▶ [Problem details]: In the material below, the lines to reproduce exactly are the one containing "border in this photo." and all lines after it through the last.
· · · ·
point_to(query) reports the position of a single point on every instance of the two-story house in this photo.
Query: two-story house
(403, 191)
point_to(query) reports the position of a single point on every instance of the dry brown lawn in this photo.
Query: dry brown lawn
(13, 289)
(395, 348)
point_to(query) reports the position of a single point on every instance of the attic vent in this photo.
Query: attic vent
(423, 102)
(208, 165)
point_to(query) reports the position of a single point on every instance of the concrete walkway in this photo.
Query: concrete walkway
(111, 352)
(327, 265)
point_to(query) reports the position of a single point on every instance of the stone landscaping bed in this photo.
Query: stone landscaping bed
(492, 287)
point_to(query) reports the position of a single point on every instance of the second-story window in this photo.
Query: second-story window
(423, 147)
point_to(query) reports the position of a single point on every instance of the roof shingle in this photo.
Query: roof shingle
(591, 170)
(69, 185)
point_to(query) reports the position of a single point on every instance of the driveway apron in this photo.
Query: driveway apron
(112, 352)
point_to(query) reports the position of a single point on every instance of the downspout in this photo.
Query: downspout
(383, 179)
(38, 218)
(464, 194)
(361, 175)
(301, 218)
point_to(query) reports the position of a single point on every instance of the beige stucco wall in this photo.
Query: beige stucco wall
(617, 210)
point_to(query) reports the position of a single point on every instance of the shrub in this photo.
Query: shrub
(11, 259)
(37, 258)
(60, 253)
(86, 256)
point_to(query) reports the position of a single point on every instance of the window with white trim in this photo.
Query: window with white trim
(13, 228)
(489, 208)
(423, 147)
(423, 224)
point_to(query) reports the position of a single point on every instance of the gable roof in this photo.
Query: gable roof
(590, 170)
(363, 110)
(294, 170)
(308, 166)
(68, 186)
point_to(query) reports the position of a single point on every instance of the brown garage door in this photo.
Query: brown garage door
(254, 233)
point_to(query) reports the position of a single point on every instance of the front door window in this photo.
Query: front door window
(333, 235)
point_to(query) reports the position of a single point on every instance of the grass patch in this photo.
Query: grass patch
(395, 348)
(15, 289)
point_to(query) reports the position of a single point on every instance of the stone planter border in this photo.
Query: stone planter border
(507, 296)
· · · ·
▶ [Response to this task]:
point_to(query) reports the position of a single point on every instance of the stone planter border in this photo.
Query: stone planter border
(507, 296)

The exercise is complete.